• [CONSIGNE ÉCRITE A]: Pour chacun des énoncés suivants sur l'homélie ci-dessous, dites par oui ou par non s'il concorde avec elle et citez exactement les mots décisifs de l'homélie. (i) Le vicaire annonce qu'il fera une homélie au sens habituel du mot. (ii) Le vicaire affirme parler pour donner la Parole divine et non la sienne. (iii) L'homélie cite la parole « laissez les enfants, ne les empêchez pas de venir à moi » en la rapportant à Mt 19,14.
### TEXTE À LIRE ###
Homélie du père Jean-Eudes Coulomb, vicaire de la paroisse Saint-Etienne en Drouais
« Frères et sœurs,
Je ne vais pas aujourd’hui faire d’homélie au sens habituel du mot, je vais me risquer à un commentaire de l’actualité. Non pas pour vous donner mon opinion ou mes idées, pour cela, il y a la conversation privée. Ici, je parle pour donner la Parole divine, et non la mienne. Ainsi donc, je voudrais entendre avec vous comment Dieu nous parle de la situation actuelle de l’Église, c’est à dire de l’Église qui se découvre, une fois de plus, salie du mal qui se fait en son sein, coupable des choses faites par ses représentants.
Car c’est un scandale ! Les plus petits, les plus fragiles, les enfants, défendus à temps et à contretemps par l’Église à cause de leur fragilité sont dans le même temps la proie de ceux-là même qui disent les défendre. Je voudrais à nouveau faire entendre à vos oreilles cette belle parole du Seigneur : « laissez les enfants, ne les empêchez pas de venir à moi (Mt 19,14). » Voilà que justement, comme le jour où Jésus a prononcé cette parole, une violence immense est commise par ceux qui empêchent radicalement l’amour de Dieu pour ces enfants. Les enfants viennent avec confiance se réfugier dans les bras du Seigneur, et des disciples les en empêchent en leur offrant une caricature abominable d’amour. Ne les empêchez pas de venir au Christ ! C’est cependant ce qui a été fait, ce qui se fait. Et l’Évangile nous rapporte qu’à cet instant que Jésus se fâche, que Jésus trouve cela particulièrement grave. Jésus se fâche contre ceux-là, Il le montre par ailleurs !
### DONNÉES FOURNIES ###
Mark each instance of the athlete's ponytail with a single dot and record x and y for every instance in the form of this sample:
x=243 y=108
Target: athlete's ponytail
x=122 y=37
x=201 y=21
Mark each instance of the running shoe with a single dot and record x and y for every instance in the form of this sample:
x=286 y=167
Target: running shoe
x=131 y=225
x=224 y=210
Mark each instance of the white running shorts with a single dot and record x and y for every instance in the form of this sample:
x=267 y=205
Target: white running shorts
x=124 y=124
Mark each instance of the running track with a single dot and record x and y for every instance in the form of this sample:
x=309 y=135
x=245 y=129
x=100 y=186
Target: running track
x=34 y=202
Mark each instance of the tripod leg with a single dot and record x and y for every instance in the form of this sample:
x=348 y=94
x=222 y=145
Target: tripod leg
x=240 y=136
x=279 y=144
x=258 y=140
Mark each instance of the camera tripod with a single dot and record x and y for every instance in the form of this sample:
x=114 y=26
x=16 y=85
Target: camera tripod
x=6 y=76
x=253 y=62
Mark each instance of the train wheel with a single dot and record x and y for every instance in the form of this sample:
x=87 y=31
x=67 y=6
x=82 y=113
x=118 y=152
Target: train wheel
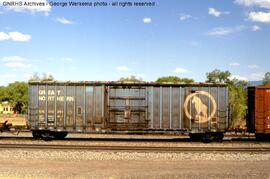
x=47 y=136
x=219 y=137
x=195 y=136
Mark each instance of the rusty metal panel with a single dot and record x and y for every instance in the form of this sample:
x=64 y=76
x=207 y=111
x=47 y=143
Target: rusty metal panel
x=267 y=111
x=87 y=106
x=156 y=108
x=127 y=108
x=262 y=109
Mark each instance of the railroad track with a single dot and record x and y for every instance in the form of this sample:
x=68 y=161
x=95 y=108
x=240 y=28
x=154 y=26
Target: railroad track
x=133 y=148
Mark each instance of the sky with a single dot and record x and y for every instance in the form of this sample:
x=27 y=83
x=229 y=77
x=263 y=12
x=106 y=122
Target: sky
x=184 y=38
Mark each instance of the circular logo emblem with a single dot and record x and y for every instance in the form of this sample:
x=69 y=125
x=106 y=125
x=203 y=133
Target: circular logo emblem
x=201 y=110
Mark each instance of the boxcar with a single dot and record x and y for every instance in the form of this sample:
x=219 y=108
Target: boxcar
x=258 y=117
x=58 y=108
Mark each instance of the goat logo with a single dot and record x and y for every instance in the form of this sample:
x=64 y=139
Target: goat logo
x=201 y=110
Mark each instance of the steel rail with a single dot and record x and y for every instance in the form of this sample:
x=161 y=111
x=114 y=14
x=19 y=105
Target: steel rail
x=134 y=148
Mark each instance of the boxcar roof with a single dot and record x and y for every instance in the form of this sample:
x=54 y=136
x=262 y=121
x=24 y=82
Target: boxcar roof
x=117 y=83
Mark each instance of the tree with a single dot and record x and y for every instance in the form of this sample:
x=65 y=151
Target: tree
x=237 y=95
x=45 y=77
x=266 y=79
x=131 y=78
x=218 y=76
x=174 y=79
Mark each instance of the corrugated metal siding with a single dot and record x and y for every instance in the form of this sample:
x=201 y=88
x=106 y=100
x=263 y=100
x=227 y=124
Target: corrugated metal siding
x=262 y=109
x=86 y=107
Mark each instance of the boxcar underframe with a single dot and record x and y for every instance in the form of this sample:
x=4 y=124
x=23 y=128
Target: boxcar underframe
x=58 y=108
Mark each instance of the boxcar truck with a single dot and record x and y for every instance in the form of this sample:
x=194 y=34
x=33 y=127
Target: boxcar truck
x=258 y=116
x=59 y=108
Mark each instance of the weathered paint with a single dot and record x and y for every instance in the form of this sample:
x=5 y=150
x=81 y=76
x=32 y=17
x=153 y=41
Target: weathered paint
x=91 y=106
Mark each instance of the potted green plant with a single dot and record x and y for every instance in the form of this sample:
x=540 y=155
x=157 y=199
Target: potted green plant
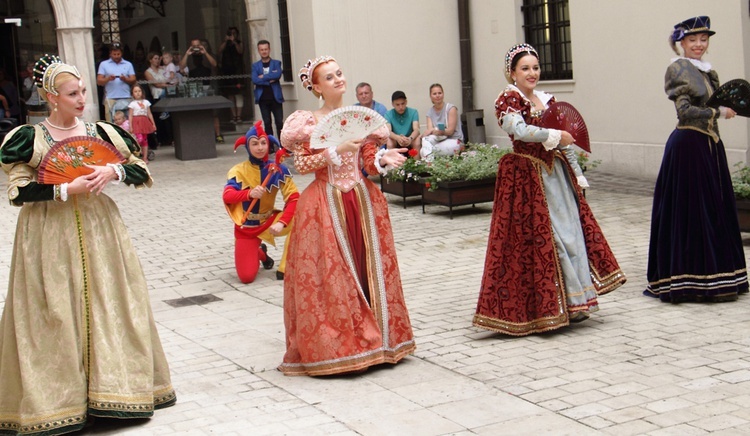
x=466 y=178
x=405 y=181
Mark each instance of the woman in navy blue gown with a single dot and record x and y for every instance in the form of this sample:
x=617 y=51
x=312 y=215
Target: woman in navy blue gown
x=695 y=253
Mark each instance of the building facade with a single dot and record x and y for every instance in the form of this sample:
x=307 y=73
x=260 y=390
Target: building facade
x=607 y=58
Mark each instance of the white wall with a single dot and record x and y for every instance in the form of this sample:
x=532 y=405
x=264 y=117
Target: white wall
x=620 y=55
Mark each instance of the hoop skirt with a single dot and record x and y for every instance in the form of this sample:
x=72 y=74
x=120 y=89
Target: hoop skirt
x=77 y=335
x=547 y=259
x=344 y=306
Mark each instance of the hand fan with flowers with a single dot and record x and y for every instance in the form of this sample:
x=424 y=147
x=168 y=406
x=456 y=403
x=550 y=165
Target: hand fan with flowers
x=343 y=124
x=563 y=116
x=735 y=94
x=67 y=159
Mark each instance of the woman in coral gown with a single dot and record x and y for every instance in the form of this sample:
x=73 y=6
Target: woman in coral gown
x=344 y=306
x=547 y=259
x=695 y=252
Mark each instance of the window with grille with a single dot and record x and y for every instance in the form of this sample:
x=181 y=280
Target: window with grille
x=286 y=45
x=547 y=28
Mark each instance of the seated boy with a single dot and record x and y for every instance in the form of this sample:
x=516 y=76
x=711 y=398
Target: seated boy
x=249 y=196
x=403 y=123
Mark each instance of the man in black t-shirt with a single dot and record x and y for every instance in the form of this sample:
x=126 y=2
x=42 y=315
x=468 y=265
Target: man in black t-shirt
x=196 y=58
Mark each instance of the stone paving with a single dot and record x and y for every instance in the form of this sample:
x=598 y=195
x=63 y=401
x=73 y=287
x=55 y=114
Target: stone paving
x=637 y=366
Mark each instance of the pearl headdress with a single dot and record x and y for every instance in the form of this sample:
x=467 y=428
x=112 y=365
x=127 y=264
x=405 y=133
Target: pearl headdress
x=47 y=68
x=519 y=48
x=306 y=72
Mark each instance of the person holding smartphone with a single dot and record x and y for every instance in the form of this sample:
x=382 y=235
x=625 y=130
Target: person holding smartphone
x=443 y=135
x=116 y=75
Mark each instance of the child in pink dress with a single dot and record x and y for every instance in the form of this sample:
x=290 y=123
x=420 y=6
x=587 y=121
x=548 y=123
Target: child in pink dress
x=141 y=121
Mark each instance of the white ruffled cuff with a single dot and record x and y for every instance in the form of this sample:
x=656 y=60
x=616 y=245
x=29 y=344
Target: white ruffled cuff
x=553 y=139
x=64 y=192
x=333 y=156
x=378 y=156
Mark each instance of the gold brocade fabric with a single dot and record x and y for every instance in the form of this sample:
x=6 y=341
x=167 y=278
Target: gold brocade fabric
x=77 y=334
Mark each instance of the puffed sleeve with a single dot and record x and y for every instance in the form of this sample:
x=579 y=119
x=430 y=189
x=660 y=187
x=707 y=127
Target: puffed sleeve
x=19 y=161
x=136 y=171
x=295 y=136
x=370 y=149
x=510 y=109
x=678 y=89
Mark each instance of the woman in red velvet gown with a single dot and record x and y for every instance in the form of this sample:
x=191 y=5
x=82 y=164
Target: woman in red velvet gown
x=344 y=306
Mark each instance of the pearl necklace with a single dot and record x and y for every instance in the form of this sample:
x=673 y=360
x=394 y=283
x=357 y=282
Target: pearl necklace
x=63 y=128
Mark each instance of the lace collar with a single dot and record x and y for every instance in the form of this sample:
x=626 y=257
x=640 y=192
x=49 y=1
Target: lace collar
x=701 y=65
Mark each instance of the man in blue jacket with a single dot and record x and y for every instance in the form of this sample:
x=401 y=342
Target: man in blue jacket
x=266 y=74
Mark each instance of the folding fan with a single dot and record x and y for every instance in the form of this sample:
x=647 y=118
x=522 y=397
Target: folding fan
x=67 y=159
x=563 y=116
x=734 y=94
x=342 y=124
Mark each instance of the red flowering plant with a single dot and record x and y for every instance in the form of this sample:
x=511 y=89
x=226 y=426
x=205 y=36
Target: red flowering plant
x=475 y=162
x=411 y=171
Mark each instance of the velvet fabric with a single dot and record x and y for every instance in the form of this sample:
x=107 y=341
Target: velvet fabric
x=695 y=250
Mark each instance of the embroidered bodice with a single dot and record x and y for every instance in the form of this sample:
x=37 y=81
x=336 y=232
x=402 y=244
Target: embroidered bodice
x=342 y=171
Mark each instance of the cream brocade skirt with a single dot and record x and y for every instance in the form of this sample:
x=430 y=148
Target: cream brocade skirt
x=77 y=333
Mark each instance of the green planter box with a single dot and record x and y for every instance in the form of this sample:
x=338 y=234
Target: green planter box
x=401 y=188
x=743 y=214
x=460 y=193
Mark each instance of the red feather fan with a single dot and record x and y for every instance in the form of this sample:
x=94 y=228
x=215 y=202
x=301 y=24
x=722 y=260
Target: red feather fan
x=67 y=159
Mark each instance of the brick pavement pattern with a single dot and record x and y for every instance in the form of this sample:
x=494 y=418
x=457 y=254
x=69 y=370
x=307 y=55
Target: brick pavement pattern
x=638 y=366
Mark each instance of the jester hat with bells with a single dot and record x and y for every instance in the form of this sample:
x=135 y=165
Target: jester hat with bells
x=271 y=173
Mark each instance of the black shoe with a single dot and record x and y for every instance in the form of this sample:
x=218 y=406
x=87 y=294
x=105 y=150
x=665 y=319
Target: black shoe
x=268 y=263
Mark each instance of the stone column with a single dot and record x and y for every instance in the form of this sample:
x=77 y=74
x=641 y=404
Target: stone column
x=75 y=21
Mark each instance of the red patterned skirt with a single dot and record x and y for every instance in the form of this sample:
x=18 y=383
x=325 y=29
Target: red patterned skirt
x=523 y=288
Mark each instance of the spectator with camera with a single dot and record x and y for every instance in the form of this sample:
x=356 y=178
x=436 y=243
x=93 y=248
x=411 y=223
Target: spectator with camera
x=116 y=75
x=266 y=74
x=231 y=51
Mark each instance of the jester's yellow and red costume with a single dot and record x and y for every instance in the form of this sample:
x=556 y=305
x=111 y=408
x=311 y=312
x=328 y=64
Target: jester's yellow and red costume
x=250 y=232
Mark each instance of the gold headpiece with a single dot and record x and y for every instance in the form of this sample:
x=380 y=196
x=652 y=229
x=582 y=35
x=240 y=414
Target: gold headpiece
x=47 y=68
x=306 y=72
x=519 y=48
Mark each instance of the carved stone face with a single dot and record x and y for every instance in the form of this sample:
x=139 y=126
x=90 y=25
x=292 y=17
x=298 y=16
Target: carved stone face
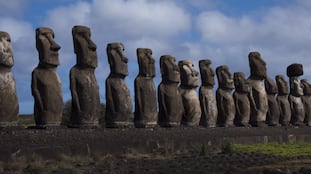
###
• [CONSIGNE ÉCRITE B]: Dans les lignes de données, transformez en liste numérotée la partie qui s'ouvre avec la ligne contenant « Mark each instance of the railroad » et se termine avec la ligne contenant « x=134 y=148 », ces deux lignes comprises. Omettez les lignes vides.

• [CORRIGÉ DE L'EXERCICE A]:
(i) Non : « Je ne vais pas aujourd’hui faire d’homélie au sens habituel du mot »
(ii) Oui : « Ici, je parle pour donner la Parole divine, et non la mienne. »
(iii) Oui : « laissez les enfants, ne les empêchez pas de venir à moi (Mt 19,14). »

• [CORRIGÉ DE L'EXERCICE B]:
1. Mark each instance of the railroad track with a single dot and record x and y for every instance in the form of this sample:
2. x=68 y=161
3. x=95 y=108
4. x=240 y=28
5. x=154 y=26
6. Target: railroad track
7. x=133 y=148
8. Mark each instance of the sky with a single dot and record x and y for every instance in the form of this sample:
9. x=27 y=83
10. x=229 y=77
11. x=263 y=12
12. x=106 y=122
13. Target: sky
14. x=184 y=38
15. Mark each instance of the circular logo emblem with a single dot and record x and y for every instance in the form of this sample:
16. x=69 y=125
17. x=106 y=125
18. x=203 y=133
19. Target: circular logo emblem
20. x=201 y=110
21. Mark each instance of the boxcar with a single dot and record x and y for every instance in the form of this sample:
22. x=219 y=108
23. Target: boxcar
24. x=258 y=117
25. x=58 y=108
26. Mark each instance of the goat logo with a single dot and record x and y for every instance in the form of this sample:
27. x=64 y=139
28. Target: goat logo
29. x=201 y=110
30. Mark each instance of the steel rail with a single dot and record x and y for every instance in the form of this sample:
31. x=161 y=111
32. x=114 y=14
33. x=19 y=105
34. Target: steel rail
35. x=134 y=148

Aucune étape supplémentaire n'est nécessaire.